** STUDY MATERIAL **
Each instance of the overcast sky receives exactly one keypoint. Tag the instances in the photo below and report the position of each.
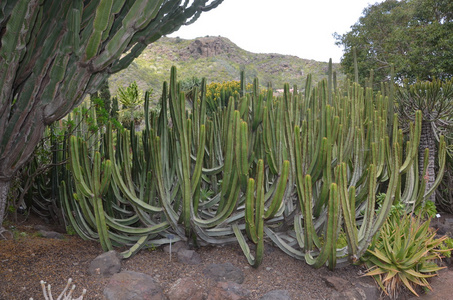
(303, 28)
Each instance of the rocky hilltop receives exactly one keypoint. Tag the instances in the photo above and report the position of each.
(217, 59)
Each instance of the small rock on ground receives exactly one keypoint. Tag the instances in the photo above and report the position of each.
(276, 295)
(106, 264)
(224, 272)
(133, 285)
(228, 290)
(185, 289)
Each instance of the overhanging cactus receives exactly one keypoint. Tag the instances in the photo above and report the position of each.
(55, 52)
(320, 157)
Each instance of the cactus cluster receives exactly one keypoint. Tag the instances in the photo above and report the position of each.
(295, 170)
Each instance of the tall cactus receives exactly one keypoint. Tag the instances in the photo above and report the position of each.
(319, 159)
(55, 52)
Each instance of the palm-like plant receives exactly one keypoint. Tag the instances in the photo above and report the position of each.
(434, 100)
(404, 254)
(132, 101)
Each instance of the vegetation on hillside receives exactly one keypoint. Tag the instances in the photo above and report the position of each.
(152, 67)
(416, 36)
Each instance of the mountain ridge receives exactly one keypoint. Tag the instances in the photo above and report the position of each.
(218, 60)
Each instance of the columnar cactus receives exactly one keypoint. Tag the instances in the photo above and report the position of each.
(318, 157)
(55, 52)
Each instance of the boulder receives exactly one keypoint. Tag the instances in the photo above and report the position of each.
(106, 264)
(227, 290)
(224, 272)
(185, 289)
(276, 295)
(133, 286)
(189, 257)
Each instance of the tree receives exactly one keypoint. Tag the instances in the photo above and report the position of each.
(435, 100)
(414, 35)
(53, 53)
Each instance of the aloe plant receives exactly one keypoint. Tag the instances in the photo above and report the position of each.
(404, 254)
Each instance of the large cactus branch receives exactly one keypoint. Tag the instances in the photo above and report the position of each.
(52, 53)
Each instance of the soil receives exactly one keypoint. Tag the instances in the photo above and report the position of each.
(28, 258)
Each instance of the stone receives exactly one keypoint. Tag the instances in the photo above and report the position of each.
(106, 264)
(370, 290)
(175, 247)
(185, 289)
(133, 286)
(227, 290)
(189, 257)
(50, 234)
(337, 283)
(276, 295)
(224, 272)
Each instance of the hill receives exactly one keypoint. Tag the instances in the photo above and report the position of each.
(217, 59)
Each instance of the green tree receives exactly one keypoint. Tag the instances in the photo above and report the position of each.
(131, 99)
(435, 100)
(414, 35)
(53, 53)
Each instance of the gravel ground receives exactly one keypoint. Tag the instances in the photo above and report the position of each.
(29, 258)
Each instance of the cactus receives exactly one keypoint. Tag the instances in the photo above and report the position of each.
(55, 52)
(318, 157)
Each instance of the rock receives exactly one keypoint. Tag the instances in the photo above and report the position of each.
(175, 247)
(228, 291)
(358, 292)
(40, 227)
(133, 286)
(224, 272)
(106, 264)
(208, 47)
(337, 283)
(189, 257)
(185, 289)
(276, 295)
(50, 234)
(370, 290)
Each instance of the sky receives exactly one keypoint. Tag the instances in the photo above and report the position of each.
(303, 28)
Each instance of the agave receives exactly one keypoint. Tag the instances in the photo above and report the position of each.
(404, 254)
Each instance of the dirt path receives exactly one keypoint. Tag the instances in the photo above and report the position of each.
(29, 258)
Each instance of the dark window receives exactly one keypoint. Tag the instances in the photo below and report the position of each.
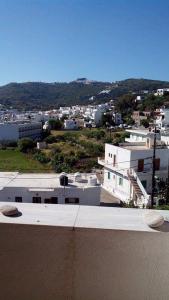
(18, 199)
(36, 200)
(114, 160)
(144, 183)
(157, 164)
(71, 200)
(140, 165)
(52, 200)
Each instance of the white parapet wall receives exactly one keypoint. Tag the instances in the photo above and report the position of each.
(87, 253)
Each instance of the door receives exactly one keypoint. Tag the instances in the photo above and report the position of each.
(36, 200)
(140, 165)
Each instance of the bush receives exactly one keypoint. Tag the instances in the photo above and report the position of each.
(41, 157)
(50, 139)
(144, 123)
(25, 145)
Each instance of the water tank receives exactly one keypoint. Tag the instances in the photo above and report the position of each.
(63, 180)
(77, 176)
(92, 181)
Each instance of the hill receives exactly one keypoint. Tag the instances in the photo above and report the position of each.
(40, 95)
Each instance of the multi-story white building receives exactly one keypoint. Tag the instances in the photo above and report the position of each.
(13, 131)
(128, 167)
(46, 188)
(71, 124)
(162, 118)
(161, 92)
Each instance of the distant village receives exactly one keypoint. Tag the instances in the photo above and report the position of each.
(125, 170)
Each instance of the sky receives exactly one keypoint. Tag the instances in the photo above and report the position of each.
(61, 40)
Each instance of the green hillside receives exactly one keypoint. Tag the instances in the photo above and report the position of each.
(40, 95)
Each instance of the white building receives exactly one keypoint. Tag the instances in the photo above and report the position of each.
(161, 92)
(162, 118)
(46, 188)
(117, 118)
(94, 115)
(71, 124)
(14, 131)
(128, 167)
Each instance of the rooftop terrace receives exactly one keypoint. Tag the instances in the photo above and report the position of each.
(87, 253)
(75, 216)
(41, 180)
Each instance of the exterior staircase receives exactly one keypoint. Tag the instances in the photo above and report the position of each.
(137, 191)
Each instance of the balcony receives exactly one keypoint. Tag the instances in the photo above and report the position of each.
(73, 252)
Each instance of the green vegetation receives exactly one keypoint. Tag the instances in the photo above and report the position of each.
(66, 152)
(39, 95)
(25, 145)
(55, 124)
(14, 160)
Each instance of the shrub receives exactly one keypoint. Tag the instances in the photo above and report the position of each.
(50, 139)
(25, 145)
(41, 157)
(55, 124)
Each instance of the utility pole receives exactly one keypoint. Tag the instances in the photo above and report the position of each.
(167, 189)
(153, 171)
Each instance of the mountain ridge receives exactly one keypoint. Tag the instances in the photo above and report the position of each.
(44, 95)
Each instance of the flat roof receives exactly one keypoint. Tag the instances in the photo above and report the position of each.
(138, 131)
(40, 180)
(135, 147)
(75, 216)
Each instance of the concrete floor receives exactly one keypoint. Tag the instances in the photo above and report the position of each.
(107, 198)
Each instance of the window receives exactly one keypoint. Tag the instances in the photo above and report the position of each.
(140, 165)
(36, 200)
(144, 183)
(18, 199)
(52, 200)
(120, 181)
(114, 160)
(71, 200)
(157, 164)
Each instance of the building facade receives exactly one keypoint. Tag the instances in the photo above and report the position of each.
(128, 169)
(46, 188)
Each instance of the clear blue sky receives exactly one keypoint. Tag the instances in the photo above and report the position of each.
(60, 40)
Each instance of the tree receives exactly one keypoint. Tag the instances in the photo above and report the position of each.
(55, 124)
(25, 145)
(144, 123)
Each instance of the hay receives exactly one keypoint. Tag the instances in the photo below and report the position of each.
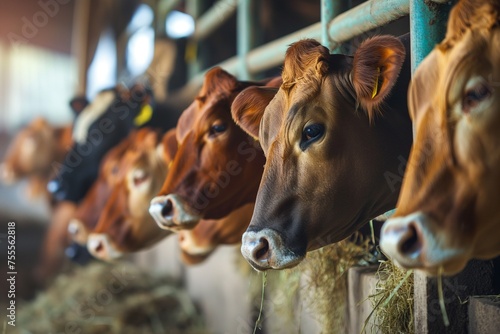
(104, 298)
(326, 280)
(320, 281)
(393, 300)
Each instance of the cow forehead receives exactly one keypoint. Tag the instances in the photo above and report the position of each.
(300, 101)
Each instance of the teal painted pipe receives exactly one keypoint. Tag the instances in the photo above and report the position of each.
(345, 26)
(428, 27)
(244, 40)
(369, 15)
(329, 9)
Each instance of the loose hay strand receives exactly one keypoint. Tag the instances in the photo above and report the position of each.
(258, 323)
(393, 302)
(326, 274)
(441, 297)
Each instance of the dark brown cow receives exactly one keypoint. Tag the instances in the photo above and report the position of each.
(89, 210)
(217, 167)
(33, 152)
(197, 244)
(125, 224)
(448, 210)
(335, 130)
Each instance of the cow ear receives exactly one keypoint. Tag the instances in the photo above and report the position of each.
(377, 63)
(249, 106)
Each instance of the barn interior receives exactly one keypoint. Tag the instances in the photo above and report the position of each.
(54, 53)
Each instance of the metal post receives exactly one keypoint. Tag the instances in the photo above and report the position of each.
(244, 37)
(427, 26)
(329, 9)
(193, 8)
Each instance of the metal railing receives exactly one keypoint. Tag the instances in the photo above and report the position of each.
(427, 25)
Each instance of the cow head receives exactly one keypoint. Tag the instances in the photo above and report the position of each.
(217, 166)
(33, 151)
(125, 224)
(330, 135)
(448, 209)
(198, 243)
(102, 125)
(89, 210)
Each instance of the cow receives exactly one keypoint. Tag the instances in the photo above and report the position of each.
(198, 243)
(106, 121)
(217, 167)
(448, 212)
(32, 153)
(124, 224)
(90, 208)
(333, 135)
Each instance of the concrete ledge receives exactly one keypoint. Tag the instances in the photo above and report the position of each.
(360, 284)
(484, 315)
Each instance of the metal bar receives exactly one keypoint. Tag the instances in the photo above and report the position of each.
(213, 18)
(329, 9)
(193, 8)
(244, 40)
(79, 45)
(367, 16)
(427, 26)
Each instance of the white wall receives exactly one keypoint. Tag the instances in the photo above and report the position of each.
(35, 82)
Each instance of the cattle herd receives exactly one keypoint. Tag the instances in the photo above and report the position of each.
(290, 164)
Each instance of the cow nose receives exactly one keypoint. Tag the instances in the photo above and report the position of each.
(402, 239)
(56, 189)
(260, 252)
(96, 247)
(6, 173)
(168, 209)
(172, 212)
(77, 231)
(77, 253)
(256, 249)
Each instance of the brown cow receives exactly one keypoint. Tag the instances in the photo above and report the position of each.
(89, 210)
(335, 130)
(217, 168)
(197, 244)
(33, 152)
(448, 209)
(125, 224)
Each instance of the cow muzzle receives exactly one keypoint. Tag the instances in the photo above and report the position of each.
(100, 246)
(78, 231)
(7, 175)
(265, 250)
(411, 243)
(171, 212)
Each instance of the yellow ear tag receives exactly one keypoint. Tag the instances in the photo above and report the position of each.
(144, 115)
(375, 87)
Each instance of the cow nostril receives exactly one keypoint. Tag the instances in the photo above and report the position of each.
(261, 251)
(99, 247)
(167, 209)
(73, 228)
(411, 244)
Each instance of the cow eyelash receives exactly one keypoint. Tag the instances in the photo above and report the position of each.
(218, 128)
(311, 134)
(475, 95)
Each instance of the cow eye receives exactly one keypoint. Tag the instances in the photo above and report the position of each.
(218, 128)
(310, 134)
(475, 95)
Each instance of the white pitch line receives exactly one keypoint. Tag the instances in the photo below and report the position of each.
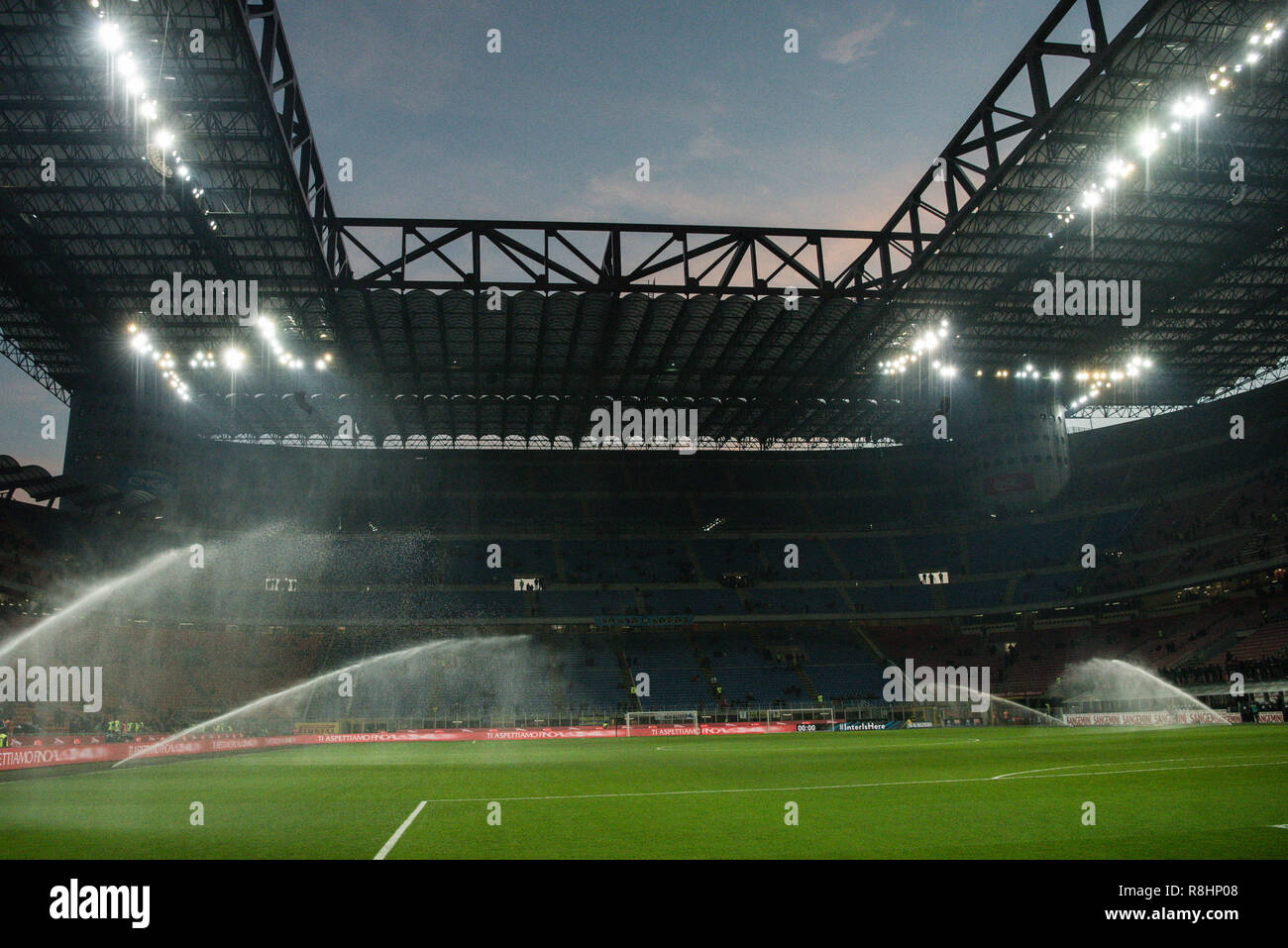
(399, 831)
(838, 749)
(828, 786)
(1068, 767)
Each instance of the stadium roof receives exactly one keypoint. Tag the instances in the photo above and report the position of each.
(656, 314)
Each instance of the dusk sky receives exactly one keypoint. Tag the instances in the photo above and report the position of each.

** ASSIGNED TASK **
From the line that contains "Each instance of the cow nostril" to the last line of the data above, inclusive, transcribe every line exactly and only those lines, omitting pictures.

** EXPECTED ANSWER **
Each instance of the cow nostril receives exactly one keypoint. Tag the instances in the photo above and report the position of each.
(261, 251)
(99, 247)
(167, 209)
(73, 228)
(411, 244)
Each instance of the cow eyelash receives exactly one keypoint. Tag the instances in the photo above and report the position of each.
(218, 128)
(311, 134)
(475, 95)
Each instance of the cow eye receives exactly one keypoint. Tag the instances in the photo above and report the position of each.
(218, 128)
(310, 134)
(475, 95)
Each instance of the white pitch line receives exactly one keypoint. Tag the instances in the photo below and report the position of each.
(399, 831)
(838, 749)
(828, 786)
(1068, 767)
Each instance of the stadium roof receives exactly one keypoint. Tag the instances in the photo above and report the position of each.
(656, 314)
Each instance of the dusk sky receives exactly one keypoint. Tag the instances in the photo above and report the position of each.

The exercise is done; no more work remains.